- [Document passage]
........
Re: Hot Standby on git - Mailing list pgsql-hackers

From Mark Mielke
Subject Re: Hot Standby on git
Date
Msg-id 4ABE8825.70406@mark.mielke.cc
Whole thread Raw
In response to Re: Hot Standby on git  (Dan Colish <dan@unencrypted.org>)
Responses Re: Hot Standby on git
List pgsql-hackers
On 09/26/2009 02:28 PM, Dan Colish wrote:
> There are a variety of projects dedicated to creating C unit test
> frameworks. I don't have a lot of experience with them, but I have heard
> good things about check and cunit. Here's a link I found with a longer
> list of frameworks. http://www.opensourcetesting.org/unit_c.php
>    

Looking at check and cunit - I don't see what sort of mock function 
facility they would provide? One part of unit testing is arranging for 
functions to be called, tested, and results reported on. This can take 
you a certain amount of the way. "Pure" functions, for example, that 
always generate the same output for the same input parameters, are 
perfect for this situation. Perhaps test how a qsort() or bsearch()
........
- [Provided information]
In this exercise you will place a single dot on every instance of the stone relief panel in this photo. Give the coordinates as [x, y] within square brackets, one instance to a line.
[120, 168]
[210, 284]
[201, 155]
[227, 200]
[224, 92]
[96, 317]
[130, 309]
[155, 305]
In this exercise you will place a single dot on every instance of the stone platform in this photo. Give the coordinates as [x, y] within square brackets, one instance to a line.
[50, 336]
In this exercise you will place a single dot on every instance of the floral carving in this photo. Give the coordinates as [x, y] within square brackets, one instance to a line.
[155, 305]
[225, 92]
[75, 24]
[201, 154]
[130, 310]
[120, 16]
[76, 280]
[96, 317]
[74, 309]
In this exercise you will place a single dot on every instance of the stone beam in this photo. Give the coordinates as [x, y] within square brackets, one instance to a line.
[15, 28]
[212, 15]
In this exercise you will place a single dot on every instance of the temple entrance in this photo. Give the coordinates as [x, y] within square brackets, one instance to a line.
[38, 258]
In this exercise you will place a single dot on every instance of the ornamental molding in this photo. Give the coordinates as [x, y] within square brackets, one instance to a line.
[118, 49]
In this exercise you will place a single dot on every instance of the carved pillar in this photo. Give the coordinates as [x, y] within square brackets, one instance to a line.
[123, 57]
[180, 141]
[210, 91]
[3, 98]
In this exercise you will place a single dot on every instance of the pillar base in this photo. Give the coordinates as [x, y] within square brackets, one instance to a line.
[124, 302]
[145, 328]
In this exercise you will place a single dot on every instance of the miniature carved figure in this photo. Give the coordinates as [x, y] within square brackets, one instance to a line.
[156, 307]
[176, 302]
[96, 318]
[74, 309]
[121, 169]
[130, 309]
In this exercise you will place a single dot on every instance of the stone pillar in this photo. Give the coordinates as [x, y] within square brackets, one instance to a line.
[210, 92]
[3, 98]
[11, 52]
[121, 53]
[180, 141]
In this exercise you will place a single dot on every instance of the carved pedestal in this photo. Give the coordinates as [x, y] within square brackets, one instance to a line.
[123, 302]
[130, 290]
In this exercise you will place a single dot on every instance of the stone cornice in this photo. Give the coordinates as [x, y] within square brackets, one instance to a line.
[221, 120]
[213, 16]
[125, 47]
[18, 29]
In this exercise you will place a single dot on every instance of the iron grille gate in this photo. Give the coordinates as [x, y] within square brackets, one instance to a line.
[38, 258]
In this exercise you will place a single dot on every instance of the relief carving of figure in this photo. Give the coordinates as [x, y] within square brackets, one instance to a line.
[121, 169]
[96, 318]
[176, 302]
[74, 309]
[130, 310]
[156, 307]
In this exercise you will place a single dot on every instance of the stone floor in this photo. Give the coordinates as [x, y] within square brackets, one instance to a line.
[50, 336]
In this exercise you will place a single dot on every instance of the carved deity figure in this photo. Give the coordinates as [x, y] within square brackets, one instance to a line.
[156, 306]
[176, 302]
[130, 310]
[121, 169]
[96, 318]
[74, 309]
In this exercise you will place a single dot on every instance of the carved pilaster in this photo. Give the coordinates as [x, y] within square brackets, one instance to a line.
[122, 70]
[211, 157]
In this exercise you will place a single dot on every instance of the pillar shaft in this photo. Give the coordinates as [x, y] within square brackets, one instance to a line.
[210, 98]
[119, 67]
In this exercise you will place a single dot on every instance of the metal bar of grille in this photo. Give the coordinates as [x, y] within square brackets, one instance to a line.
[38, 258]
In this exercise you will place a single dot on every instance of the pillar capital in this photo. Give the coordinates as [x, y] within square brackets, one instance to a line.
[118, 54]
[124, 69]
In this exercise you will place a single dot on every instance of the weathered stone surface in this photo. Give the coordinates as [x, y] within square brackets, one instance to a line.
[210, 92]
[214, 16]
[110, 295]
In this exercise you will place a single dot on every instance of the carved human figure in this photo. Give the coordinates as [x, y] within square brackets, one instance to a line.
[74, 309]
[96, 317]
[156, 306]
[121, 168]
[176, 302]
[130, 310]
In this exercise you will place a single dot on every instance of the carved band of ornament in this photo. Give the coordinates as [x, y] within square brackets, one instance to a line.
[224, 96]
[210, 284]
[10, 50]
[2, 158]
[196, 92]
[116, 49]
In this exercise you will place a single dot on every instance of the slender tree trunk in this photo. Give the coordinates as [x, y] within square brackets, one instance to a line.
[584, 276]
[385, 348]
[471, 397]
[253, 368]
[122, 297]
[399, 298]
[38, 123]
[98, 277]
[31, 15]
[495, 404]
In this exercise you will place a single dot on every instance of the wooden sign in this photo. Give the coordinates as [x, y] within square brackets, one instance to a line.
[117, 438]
........
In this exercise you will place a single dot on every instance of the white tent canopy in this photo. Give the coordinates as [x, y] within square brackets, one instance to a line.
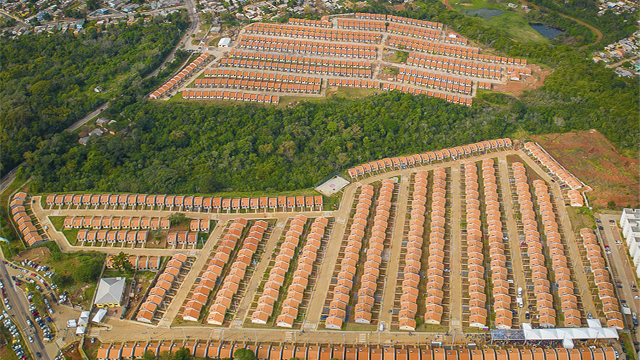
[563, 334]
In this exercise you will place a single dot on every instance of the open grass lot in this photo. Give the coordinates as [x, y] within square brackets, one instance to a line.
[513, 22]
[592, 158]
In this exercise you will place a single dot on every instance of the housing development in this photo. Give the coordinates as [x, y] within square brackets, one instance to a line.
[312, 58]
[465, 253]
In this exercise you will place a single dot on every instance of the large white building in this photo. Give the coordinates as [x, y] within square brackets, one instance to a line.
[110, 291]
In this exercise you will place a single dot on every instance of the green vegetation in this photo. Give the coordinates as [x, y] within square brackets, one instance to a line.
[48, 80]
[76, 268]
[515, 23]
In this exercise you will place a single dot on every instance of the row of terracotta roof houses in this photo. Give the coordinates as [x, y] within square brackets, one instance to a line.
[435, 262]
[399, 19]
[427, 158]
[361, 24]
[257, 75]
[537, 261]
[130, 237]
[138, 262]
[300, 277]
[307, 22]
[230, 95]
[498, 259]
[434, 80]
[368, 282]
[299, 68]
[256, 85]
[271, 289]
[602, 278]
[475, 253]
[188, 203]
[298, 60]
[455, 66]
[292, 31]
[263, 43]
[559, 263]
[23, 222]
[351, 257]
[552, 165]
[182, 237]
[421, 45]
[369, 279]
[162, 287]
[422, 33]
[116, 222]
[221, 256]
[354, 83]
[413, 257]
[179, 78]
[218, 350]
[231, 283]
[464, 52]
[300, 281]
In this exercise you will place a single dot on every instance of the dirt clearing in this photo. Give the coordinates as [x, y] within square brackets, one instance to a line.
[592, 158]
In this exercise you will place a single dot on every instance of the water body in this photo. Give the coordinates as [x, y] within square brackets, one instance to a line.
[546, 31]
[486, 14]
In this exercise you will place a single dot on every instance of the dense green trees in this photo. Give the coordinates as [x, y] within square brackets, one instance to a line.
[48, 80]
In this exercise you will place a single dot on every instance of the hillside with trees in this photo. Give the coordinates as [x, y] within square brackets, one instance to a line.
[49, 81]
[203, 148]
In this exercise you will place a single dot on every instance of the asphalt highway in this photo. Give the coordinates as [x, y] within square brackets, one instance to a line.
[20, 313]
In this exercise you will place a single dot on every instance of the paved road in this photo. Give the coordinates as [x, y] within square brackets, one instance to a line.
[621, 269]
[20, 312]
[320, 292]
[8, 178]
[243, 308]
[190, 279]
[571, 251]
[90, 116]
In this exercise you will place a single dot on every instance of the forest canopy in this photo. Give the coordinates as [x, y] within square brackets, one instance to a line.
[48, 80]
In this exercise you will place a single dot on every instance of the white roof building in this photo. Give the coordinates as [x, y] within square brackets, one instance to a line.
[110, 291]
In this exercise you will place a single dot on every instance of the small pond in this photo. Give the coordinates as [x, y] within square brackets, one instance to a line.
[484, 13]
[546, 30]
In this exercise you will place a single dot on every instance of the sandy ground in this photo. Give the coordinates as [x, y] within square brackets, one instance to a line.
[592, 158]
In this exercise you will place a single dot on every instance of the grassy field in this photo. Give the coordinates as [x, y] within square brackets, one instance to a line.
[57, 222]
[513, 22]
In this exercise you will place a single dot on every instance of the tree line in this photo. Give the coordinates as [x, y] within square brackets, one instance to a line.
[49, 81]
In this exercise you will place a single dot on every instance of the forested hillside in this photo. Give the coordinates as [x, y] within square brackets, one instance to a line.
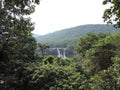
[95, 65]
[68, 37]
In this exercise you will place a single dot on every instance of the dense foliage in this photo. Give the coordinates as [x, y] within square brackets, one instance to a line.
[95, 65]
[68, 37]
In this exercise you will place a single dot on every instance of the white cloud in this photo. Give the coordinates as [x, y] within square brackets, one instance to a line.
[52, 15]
........
- [Given task 1]
From the mailing list post above, copy the passage from "From Mark Mielke" to "git  (Dan Colish <dan@unencrypted.org>)" word for word.
- [Given task 2]
Answer these questions about the mailing list post:
(a) Who sent the message?
(b) Which two C unit test frameworks has Dan Colish heard good things about?
(c) What kind of functions does the writer call perfect for this situation?

- [Exercise response 1]
From Mark Mielke
Subject Re: Hot Standby on git
Date
Msg-id 4ABE8825.70406@mark.mielke.cc
Whole thread Raw
In response to Re: Hot Standby on git  (Dan Colish <dan@unencrypted.org>)

- [Exercise response 2]
(a) Mark Mielke
(b) Check and cunit
(c) "Pure" functions, which always generate the same output for the same input parameters